PROBLEM SET>
a – In the piece about firefighters, why are firefighters described as "scientists"? Answer in one to three sentences.
b – Carry the piece about firefighters further, starting right after its last sentence.
SELECTED EXCERPT: Begin
LAST week, we buried six firefighters who lost their lives in a search operation that went terribly wrong.
All were members of a Water Rescue Team (PPDA); four of them were attached to the Port Klang Fire and Rescue Department, while two were from the Shah Alam Fire and Rescue Department. They were searching for a teenager who had fallen into the disused mining pool at Taman Putra Perdana in Kuala Lumpur. The boy was fishing there with his friends.
The New Straits Times front-paged the news and called them heroes. Indeed, all of them merited to be called one. American philosopher Joseph Campbell described a hero as “someone who has given his or her life to something bigger than oneself”.
One foreign website gave some compelling reasons why firefighters are heroes.
ONE, they run towards danger. When there are fires and explosions, most people flee and run in the opposite direction. Firefighters, however, run towards them. When disaster strikes, they are also among the first to reach the scene.
TWO, they are courageous despite knowing that there is a chance that things may not go their way.
THREE, they are also “scientists”. “Not every fire starts with a match. In some cases, fires start when certain chemicals collide or when an electrical wire gets too hot. There are six known classes of fires. Some include gases, liquids, metals, and oils. Each requires a different approach and it’s up to the firefighters to decipher which type of fire they’re dealing with.”
FOUR,> firefighters are tasked with finding the cause of a fire. “They discover the starting point of a fire by using their knowledge of fire and deductive skills. They use their scientific knowledge of chemistry, physics, and engineering to deduct where and when a fire started. Besides pinpointing the origin, firefighters can also determine if a fire was accident or arson.”
We can find plenty of videos of firefighters saving cats stuck on a tree or removing snakes found slithering in houses.
We read stories of our firefighters being called to help children who got their foot caught in the toilet. And imagine this, some 80 per cent of distress calls made to the Kuala Lumpur Fire and Rescue Department involved removing rings stuck in the private parts of men. The medical facilities would seek the assistance of the department as they do not have the tools to remove it.
SELECTED EXCERPT: End
THE DATA: Begin
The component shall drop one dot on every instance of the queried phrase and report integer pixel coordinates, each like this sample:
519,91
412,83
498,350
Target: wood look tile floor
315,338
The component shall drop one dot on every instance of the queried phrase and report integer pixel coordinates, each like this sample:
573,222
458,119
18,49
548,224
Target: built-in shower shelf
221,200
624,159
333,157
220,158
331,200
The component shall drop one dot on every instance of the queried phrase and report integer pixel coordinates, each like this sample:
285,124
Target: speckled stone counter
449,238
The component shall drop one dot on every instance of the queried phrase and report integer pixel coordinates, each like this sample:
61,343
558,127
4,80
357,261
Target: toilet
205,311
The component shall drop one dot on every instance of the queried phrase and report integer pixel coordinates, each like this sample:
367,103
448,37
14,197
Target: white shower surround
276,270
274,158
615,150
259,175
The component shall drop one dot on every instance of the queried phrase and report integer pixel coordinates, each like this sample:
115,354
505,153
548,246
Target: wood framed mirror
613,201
THE DATA: End
THE DATA: Begin
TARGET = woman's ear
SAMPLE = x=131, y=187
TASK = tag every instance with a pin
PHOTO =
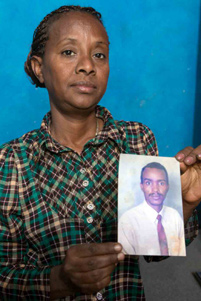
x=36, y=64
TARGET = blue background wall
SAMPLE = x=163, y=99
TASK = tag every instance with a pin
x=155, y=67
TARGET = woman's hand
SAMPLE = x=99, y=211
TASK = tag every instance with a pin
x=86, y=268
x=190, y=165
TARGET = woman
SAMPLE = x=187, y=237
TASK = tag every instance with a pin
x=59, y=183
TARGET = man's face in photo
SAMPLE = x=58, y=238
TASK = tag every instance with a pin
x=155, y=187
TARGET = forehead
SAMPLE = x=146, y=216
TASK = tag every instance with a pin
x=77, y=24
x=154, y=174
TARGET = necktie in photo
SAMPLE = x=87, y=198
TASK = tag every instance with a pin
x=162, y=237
THE DATA: End
THE DATA: Begin
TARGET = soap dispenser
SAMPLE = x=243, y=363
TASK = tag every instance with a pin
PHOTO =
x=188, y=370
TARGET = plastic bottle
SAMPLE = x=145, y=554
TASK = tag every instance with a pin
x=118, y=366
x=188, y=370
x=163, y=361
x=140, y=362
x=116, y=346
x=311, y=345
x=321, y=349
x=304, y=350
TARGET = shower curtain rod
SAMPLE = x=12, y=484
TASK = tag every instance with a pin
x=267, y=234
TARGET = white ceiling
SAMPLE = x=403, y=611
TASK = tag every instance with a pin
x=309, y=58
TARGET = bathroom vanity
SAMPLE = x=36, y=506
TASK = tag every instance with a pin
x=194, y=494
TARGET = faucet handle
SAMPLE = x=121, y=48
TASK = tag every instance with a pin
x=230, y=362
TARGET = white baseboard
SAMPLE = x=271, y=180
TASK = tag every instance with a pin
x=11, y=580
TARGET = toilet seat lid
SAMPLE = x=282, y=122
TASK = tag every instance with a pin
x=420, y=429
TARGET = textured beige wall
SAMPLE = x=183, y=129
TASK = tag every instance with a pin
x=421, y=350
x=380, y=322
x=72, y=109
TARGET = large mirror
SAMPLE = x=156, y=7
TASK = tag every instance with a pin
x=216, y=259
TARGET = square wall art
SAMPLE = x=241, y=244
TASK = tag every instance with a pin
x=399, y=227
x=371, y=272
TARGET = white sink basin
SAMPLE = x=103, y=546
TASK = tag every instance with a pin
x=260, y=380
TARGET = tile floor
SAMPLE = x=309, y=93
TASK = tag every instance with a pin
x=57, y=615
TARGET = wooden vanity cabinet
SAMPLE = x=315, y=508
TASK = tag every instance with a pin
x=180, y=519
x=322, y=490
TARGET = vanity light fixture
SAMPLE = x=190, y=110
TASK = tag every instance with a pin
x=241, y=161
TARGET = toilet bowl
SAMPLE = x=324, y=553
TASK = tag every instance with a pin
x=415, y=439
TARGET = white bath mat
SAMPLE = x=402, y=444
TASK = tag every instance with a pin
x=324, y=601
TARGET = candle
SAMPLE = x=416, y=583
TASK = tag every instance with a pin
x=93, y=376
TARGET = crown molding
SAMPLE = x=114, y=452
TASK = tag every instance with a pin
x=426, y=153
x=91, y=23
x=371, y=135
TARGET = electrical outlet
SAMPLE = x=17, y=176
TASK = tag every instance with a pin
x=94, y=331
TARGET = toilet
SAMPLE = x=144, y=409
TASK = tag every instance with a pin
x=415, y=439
THE DATA: End
ANSWERS TO THE EXERCISE>
a – Not every fire starts with a match. Some start when certain chemicals collide or when an electrical wire gets too hot. There are six known classes of fires, each needing a different approach, and firefighters have to work out which type they're dealing with.

b –
But in a year or so, we will forget about the dead PPDA members namely Mohd Fatah Hashim, Izatul Akma Wan Ibrahim, Mazlan Omarbaki, Yahya Ali, Adnan Othman and Muhammad Hifdzul Malik Shaari.
Just like how we have forgotten about Supt Ibrahim Lebar, ASP Michael Padel, Sergeant Baharin Hamit, Sergeant Abdul Aziz Sarikon, Koperal Salam Togiran and Lans Korporal Mohd Azrul Tukiran of Op Daulat.
We will forget the stories that we read about their families and the ones shared by their friends. We would all have moved on from the tragedies that had befallen them.
We would only be reminded of them by the social media networks such as Facebook, for example, as we had posted about them then. Facebook would prompt us about the incident through their “Memories” application.
Our firefighters will be forgotten unlike those in the police and armed forces who are remembered on Warriors Day or Hari Pahlawan on July 31 every year. It started in 1960 to commemorate the servicemen killed in World War 1, World War 2 and the Malayan Emergency.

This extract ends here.